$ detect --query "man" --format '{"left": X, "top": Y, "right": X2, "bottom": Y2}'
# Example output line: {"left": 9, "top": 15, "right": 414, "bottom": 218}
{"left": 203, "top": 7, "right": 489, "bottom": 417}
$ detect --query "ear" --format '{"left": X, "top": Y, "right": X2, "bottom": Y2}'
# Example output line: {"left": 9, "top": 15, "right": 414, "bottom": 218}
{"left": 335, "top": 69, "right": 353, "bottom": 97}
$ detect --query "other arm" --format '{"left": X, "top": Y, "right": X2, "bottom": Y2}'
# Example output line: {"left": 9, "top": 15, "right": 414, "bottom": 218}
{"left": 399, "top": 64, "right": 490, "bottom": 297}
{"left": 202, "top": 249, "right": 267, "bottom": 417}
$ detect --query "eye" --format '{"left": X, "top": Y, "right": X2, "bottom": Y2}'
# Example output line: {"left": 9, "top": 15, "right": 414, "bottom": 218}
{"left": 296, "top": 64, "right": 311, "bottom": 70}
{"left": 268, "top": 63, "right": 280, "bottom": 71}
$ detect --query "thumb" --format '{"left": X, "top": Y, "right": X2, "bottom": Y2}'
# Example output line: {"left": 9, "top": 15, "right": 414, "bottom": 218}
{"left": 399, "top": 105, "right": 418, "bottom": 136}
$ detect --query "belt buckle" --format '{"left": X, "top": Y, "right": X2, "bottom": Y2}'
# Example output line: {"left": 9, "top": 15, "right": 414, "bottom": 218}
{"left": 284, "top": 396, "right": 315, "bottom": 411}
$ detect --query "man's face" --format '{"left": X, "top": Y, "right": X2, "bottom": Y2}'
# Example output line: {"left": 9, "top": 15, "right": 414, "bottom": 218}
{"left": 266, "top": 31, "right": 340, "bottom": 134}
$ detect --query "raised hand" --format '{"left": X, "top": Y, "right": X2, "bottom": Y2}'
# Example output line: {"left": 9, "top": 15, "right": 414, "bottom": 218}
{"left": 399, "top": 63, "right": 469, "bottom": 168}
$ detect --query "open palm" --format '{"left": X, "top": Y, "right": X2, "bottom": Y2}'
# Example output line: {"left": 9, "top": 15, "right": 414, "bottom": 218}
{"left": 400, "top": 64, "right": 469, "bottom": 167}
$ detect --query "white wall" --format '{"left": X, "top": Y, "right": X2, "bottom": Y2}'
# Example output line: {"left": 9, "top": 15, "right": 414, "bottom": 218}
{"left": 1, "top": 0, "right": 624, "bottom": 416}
...
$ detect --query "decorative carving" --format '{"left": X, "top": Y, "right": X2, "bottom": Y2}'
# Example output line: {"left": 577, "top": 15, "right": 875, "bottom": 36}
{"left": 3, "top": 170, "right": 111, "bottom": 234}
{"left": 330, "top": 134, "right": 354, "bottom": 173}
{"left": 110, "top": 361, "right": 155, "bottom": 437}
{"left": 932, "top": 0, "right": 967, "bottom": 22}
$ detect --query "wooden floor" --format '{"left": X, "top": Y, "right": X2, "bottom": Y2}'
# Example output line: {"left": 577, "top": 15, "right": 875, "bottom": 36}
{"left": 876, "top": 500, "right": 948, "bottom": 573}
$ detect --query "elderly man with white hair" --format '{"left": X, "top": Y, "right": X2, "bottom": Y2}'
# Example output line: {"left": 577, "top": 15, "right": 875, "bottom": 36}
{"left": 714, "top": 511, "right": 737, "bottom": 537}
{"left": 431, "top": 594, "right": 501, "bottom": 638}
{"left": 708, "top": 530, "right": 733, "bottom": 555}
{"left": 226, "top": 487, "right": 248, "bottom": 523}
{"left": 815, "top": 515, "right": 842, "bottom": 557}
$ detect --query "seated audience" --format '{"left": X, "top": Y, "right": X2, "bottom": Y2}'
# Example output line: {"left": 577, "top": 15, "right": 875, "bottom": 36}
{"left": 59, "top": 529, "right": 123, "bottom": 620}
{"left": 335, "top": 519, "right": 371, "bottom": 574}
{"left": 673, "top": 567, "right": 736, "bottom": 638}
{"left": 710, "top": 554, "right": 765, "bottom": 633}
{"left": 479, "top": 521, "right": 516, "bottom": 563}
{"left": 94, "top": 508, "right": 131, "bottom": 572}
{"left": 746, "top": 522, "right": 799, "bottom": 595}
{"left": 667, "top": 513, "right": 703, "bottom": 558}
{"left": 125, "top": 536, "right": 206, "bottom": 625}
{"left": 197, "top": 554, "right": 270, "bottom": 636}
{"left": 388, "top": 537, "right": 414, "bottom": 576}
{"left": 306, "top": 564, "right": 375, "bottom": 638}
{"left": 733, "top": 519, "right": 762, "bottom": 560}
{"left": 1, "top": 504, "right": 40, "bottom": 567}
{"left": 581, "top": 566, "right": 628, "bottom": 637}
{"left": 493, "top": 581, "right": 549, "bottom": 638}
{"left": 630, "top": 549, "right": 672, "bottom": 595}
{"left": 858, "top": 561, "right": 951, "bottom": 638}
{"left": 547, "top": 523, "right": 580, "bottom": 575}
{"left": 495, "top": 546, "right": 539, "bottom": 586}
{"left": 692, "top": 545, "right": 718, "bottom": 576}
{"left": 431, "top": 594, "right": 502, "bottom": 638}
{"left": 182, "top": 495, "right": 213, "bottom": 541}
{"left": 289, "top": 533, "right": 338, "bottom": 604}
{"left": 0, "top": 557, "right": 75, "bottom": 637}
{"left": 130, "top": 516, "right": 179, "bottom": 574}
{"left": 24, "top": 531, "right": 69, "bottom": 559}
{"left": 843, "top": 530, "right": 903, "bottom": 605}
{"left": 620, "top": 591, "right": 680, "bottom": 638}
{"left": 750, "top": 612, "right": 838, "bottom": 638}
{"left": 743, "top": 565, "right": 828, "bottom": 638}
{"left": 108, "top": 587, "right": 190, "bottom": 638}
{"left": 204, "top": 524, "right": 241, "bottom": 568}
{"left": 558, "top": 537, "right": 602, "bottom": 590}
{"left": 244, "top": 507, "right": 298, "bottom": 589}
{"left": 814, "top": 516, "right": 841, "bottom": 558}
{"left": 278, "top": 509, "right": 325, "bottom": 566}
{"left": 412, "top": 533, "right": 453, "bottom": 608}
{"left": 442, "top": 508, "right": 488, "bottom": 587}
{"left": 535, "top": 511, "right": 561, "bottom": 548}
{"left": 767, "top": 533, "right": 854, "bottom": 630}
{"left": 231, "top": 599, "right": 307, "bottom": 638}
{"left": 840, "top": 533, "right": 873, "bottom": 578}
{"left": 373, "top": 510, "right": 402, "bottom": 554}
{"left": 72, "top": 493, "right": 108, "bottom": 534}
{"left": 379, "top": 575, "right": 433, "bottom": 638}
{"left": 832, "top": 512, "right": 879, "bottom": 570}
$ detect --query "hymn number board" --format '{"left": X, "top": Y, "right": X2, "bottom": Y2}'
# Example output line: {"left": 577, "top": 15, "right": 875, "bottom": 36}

TASK DETAILS: Every line above that holds the string "white" should be copied into the answer.

EXPECTED ANSWER:
$ detect --query "white wall" --format '{"left": X, "top": Y, "right": X2, "bottom": Y2}'
$ detect --query "elderly man with white hair" --format '{"left": X, "top": Y, "right": X2, "bottom": Y2}'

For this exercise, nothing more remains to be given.